::: Data extract :::

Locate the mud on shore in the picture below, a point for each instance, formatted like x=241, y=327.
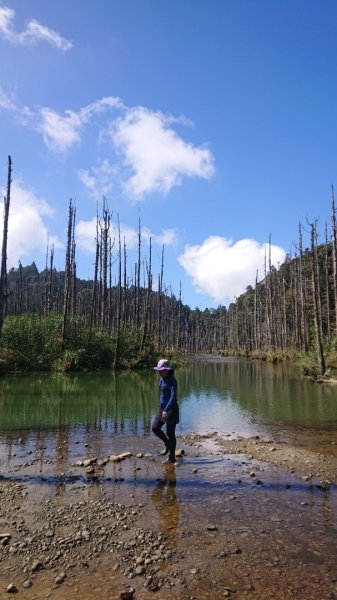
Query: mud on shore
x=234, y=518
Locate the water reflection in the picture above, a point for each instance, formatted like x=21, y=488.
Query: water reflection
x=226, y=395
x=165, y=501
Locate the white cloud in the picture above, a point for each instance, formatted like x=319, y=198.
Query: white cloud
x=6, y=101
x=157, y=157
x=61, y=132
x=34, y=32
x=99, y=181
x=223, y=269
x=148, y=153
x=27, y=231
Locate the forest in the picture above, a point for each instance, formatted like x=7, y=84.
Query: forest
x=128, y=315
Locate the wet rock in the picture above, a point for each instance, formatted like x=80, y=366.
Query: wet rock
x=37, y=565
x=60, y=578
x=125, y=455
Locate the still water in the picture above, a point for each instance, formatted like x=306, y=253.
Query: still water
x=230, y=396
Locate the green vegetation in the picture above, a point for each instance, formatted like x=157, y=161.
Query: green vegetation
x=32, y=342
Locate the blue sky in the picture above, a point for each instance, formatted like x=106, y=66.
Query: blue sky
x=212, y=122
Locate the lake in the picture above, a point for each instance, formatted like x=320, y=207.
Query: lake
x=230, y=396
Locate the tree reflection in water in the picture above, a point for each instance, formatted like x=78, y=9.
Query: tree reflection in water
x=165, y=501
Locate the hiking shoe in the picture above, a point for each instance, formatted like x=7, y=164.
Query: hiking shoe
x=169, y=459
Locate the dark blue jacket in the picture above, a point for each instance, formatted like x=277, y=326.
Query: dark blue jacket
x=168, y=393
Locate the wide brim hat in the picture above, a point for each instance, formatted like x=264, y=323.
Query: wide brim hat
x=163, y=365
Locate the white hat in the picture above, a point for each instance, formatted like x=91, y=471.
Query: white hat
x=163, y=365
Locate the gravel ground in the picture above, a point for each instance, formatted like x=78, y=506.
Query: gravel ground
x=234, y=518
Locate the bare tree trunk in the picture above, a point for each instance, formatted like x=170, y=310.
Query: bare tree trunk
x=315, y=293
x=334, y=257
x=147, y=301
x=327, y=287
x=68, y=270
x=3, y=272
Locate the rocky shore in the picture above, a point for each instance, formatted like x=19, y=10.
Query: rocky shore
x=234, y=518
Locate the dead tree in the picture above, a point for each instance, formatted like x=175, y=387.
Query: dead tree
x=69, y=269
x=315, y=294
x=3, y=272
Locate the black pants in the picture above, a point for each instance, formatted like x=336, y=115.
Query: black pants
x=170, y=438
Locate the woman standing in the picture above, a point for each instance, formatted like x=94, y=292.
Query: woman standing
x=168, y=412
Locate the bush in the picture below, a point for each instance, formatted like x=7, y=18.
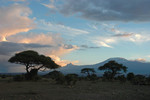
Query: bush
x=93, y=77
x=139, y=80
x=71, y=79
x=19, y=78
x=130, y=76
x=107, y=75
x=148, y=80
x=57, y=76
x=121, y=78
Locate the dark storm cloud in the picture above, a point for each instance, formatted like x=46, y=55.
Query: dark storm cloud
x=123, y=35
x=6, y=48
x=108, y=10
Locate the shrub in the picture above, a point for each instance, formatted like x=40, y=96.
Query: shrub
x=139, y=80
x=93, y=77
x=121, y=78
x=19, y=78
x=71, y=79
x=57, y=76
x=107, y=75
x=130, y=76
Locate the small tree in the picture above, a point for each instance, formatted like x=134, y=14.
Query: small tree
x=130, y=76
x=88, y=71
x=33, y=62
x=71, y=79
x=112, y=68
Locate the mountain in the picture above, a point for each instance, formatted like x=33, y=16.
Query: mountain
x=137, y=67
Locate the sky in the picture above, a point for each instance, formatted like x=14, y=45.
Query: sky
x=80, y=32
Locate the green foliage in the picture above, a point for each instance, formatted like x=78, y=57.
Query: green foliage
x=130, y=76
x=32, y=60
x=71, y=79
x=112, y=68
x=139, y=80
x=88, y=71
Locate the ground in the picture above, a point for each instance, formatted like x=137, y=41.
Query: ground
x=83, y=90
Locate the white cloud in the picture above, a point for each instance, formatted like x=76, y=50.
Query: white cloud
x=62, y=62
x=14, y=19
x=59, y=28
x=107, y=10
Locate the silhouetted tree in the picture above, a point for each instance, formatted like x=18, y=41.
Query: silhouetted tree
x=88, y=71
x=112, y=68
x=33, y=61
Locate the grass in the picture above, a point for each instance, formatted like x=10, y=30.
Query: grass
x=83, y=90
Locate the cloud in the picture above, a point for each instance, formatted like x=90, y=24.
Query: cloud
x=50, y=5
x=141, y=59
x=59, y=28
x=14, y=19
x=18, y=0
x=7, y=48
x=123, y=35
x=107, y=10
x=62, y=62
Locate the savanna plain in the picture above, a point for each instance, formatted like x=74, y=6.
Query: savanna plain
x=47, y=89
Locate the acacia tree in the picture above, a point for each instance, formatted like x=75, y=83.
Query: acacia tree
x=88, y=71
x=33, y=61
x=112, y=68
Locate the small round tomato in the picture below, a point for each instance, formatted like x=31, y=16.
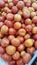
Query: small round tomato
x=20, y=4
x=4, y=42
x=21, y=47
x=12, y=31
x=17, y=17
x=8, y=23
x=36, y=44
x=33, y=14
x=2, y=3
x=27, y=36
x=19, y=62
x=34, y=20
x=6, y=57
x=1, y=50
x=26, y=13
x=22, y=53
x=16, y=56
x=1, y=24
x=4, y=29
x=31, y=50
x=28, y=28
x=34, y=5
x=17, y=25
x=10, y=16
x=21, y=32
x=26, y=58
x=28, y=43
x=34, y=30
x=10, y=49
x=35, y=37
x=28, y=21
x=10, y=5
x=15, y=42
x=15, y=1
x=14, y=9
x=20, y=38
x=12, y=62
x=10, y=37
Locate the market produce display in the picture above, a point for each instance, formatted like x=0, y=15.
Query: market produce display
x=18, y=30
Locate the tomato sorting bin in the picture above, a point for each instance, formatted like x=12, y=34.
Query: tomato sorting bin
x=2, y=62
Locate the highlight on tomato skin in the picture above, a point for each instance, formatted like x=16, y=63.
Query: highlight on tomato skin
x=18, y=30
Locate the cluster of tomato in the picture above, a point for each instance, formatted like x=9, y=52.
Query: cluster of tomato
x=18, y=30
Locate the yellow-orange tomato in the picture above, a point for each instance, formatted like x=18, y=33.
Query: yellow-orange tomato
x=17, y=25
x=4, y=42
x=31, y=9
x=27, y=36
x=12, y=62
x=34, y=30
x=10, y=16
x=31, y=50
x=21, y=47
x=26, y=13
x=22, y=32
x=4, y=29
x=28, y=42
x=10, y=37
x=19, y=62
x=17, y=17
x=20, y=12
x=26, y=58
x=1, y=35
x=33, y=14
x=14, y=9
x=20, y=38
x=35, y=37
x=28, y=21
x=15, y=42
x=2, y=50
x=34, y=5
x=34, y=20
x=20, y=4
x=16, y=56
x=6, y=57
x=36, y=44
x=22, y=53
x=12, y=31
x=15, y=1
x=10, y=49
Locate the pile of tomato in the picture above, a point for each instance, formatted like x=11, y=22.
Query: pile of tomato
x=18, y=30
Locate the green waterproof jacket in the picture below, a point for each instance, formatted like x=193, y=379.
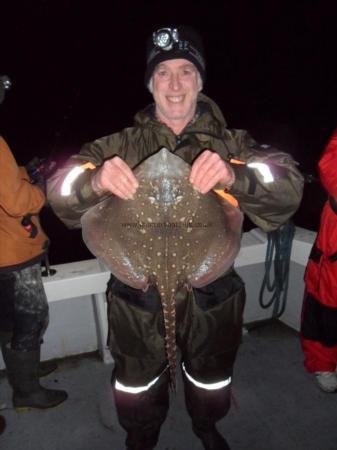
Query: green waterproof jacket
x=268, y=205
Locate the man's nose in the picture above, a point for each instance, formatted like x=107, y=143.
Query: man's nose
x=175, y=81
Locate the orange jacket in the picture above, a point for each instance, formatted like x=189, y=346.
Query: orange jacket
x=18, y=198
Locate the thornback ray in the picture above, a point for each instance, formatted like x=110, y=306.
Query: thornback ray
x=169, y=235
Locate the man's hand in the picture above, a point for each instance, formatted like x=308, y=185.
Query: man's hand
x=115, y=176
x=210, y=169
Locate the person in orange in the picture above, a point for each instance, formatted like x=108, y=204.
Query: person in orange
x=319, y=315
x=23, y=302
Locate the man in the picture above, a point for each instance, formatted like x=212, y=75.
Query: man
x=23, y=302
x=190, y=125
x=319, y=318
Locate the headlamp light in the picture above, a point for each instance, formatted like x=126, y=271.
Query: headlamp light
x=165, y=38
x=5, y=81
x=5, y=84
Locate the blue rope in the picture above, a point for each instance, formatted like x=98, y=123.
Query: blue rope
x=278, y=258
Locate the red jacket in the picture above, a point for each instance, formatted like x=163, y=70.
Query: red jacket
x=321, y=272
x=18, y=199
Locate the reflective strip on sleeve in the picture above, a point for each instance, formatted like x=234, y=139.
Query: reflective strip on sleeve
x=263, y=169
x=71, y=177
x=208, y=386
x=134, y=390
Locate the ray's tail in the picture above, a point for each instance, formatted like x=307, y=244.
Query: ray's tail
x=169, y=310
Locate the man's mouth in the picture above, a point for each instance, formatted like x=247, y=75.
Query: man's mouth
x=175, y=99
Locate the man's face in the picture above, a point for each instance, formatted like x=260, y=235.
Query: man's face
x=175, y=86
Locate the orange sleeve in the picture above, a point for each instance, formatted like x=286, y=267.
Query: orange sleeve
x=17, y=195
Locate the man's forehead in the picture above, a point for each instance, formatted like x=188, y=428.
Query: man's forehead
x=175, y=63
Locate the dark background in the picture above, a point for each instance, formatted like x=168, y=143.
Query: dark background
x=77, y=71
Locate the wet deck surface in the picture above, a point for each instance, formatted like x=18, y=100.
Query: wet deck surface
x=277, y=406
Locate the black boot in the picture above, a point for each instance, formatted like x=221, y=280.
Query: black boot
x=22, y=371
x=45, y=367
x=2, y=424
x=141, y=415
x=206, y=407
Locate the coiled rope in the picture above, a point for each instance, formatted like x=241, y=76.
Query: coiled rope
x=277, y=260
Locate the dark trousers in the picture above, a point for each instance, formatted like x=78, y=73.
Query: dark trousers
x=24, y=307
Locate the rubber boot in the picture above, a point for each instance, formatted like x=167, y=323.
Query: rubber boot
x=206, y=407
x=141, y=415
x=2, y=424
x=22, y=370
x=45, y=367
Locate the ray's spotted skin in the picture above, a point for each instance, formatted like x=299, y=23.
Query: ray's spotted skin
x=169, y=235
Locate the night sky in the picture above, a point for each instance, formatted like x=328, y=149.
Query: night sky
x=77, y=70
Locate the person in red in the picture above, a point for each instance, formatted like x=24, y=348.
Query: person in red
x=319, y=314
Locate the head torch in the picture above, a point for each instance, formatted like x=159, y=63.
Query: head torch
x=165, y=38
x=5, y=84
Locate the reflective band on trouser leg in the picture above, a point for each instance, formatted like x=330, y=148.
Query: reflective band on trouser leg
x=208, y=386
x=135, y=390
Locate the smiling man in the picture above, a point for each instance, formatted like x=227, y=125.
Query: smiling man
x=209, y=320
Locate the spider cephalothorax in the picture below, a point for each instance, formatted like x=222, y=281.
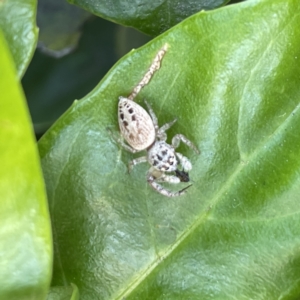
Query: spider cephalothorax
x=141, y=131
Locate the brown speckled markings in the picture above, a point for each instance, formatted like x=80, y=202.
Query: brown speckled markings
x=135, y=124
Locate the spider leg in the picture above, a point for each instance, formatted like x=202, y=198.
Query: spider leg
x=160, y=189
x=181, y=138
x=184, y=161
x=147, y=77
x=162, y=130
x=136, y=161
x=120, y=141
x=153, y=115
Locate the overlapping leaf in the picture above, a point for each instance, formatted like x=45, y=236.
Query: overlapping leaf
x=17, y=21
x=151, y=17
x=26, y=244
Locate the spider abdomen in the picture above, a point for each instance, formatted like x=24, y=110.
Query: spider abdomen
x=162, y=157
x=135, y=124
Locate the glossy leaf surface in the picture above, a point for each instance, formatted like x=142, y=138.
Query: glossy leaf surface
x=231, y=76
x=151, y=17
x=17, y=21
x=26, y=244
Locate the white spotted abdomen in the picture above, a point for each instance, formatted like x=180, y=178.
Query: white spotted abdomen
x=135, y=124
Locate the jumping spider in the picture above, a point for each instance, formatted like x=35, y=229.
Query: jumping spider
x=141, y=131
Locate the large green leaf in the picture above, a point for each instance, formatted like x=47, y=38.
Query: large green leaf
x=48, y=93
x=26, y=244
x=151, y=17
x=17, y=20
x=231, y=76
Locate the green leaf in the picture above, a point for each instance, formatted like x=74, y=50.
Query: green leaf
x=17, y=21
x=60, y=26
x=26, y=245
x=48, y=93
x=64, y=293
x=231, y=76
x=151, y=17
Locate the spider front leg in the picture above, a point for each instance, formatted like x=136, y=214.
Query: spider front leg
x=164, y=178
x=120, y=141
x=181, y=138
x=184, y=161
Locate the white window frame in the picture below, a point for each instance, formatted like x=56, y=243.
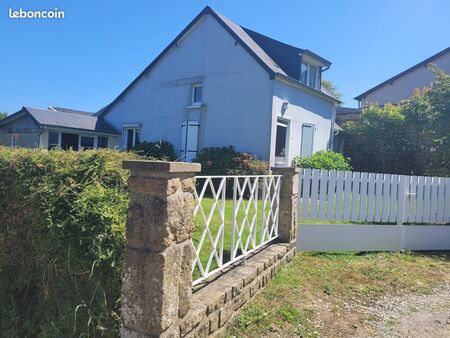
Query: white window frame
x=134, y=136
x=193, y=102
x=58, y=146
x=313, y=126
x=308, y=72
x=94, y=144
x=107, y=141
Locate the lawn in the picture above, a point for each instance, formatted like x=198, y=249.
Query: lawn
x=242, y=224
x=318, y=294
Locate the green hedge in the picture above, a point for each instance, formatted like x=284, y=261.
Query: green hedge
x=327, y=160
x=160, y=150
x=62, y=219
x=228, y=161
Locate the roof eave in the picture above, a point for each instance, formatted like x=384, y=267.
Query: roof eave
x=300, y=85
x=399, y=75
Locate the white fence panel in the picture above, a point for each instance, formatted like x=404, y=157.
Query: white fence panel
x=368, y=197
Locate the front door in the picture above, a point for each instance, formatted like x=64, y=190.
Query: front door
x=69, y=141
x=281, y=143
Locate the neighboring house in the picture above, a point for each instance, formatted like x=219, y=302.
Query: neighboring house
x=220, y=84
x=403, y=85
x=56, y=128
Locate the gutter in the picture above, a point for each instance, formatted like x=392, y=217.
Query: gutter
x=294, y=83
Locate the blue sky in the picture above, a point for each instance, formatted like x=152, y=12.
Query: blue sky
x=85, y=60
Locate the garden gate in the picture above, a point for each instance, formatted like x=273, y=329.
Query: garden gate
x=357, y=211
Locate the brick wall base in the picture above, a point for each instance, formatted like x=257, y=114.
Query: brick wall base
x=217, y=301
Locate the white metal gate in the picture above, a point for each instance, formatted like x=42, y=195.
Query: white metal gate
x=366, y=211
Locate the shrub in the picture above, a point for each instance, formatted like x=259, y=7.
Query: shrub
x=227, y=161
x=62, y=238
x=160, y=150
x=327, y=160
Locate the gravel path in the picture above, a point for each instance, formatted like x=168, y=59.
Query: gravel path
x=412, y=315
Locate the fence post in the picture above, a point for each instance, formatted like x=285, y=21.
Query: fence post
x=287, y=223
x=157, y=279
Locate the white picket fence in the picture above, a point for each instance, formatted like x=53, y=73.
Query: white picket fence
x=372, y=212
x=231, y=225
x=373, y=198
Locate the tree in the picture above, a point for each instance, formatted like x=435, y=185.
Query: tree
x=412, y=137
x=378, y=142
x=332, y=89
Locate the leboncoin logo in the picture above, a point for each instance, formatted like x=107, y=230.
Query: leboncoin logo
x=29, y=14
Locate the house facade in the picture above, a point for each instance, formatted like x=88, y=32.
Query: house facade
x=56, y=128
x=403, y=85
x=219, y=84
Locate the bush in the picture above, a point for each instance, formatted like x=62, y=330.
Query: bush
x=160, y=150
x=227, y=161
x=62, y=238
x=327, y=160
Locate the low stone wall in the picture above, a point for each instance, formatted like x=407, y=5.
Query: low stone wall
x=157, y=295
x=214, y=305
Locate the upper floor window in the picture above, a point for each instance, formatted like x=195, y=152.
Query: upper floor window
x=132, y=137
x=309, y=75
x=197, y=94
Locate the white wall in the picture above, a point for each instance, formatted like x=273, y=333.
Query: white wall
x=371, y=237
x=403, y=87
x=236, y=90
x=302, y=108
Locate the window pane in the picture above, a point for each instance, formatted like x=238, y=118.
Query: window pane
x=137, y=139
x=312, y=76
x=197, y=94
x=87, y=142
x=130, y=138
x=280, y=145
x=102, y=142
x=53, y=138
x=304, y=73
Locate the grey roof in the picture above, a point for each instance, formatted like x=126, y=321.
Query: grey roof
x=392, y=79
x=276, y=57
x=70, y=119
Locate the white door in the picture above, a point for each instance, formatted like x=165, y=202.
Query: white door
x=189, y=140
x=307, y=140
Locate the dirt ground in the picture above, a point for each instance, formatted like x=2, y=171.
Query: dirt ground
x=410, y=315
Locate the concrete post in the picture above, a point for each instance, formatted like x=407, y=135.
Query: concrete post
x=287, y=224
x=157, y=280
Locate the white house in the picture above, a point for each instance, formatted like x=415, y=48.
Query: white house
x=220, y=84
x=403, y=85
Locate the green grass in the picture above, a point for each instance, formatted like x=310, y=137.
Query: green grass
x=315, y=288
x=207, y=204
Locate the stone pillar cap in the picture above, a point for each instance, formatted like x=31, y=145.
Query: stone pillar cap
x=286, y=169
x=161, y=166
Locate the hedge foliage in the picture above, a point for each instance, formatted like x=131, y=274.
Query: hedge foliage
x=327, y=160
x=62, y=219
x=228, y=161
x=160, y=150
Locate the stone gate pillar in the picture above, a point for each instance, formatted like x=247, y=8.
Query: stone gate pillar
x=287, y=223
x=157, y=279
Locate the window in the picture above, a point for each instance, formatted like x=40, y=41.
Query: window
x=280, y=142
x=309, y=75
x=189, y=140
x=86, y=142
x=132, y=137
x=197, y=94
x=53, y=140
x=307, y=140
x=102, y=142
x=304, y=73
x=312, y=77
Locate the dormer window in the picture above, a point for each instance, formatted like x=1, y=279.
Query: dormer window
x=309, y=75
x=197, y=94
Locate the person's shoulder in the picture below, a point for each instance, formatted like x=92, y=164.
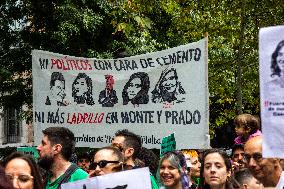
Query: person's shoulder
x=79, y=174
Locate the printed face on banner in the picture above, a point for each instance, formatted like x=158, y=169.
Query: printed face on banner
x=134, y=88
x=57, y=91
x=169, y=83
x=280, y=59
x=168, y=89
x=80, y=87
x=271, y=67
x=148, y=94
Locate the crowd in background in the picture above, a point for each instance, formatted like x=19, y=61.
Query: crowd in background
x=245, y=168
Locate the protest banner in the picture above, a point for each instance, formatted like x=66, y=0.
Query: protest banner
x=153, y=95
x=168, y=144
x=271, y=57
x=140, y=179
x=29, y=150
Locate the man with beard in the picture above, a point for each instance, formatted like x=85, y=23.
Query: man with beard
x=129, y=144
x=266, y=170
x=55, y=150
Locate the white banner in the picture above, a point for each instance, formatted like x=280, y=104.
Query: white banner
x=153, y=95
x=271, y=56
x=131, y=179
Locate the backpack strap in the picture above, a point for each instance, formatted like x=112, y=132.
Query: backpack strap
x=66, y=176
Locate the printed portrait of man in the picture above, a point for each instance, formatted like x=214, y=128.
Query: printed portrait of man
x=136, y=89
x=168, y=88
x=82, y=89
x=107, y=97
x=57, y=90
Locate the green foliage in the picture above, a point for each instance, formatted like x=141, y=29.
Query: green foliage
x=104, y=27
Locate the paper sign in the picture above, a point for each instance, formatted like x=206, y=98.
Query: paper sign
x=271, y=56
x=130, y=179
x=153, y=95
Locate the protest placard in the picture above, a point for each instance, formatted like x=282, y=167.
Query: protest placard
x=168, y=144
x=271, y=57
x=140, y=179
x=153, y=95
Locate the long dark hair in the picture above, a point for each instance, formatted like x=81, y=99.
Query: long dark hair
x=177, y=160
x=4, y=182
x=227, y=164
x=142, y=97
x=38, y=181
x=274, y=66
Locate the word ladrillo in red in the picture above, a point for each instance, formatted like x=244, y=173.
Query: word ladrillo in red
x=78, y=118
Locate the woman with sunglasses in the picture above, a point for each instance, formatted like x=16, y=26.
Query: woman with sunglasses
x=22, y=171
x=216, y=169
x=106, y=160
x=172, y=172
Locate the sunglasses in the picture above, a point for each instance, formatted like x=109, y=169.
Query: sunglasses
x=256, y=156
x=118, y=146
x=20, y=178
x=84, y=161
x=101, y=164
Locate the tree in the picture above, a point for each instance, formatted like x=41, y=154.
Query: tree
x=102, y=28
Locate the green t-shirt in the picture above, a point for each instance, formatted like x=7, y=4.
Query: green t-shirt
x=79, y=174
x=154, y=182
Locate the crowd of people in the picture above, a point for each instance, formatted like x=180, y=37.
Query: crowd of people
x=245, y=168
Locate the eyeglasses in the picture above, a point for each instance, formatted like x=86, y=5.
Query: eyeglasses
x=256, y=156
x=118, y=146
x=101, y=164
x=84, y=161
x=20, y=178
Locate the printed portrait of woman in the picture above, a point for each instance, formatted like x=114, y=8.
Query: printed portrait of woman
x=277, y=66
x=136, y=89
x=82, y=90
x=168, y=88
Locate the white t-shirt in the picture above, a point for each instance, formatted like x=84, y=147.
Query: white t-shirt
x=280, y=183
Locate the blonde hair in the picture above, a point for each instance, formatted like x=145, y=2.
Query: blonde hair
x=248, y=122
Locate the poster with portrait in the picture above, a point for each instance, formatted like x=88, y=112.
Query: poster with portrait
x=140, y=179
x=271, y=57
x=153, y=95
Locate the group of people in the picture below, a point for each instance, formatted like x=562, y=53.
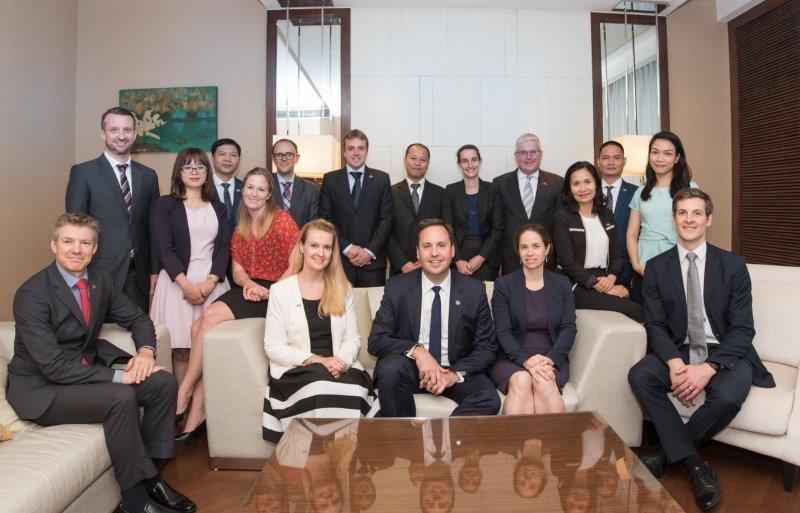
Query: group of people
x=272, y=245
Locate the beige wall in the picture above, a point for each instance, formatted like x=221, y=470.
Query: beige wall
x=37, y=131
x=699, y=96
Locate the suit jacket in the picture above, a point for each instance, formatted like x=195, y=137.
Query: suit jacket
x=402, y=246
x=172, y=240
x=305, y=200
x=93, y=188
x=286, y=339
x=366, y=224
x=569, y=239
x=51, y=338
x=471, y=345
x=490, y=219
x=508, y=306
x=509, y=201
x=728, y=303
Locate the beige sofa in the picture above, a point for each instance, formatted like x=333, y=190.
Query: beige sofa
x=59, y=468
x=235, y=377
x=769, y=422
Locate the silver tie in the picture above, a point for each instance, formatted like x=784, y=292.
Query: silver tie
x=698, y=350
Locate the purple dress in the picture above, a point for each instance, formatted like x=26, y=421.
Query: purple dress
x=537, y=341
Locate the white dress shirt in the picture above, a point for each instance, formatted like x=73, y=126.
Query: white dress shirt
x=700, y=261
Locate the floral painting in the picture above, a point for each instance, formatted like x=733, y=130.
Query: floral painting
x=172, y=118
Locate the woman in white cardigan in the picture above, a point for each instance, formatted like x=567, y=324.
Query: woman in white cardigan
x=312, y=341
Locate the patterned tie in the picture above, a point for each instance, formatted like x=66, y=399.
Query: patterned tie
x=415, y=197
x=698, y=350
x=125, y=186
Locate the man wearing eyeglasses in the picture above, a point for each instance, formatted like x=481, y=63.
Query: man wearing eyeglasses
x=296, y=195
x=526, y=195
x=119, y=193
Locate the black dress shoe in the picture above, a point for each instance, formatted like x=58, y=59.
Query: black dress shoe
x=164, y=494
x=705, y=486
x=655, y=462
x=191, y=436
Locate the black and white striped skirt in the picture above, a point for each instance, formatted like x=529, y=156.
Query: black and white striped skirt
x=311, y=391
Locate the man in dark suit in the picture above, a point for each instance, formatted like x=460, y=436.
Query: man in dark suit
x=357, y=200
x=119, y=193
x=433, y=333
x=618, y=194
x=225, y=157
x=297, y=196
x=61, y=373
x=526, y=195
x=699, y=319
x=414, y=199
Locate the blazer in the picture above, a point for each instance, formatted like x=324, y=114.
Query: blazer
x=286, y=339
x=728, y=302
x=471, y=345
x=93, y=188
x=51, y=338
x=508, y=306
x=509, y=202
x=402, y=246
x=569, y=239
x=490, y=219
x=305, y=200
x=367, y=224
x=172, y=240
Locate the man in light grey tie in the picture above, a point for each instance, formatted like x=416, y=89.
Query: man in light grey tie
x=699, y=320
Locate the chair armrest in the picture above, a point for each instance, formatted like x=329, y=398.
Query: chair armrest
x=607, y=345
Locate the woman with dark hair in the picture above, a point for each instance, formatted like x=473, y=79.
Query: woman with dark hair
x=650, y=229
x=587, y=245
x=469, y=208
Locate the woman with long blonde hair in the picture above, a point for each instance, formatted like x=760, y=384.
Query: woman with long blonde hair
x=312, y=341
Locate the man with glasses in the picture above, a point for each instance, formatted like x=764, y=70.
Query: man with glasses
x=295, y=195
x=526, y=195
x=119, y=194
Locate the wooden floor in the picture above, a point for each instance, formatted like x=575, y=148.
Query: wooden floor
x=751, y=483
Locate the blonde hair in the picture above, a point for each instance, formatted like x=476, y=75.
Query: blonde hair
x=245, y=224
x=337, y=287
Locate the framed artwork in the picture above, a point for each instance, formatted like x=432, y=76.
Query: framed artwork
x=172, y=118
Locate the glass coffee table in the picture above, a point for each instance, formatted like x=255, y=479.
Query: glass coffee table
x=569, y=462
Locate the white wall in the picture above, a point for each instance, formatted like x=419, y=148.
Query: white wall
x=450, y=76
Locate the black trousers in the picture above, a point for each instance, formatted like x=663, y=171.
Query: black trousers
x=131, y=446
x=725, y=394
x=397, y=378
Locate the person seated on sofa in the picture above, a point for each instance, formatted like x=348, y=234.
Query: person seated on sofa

:::

What this task involves:
Only the lines from the one containing "like x=476, y=75." through the end of the entries above belong in the answer; repeat them exactly.

The solution:
Locate the blonde hair in the picture above, a point for each instance, formatted like x=476, y=75.
Query: blonde hair
x=245, y=224
x=337, y=287
Locate the framed artwork in the picture above, a point for each instance, formatted like x=432, y=76.
Query: framed artwork
x=172, y=118
Locate the glass coffee table in the picture above, a point for each instance, formatted like x=255, y=479.
Query: glass coffee table
x=569, y=462
Locate the white wall in the picture above, a point for each instance, formatted like x=419, y=148.
Query: white wall
x=450, y=76
Locate the black trousers in the picture above, a point for each instance, formatted like x=663, y=171.
Query: black trousers
x=131, y=446
x=725, y=394
x=397, y=378
Locate the person seated on sofa in the picture above, a point for each instance, formatted like x=348, y=234.
Query: person seated on sofa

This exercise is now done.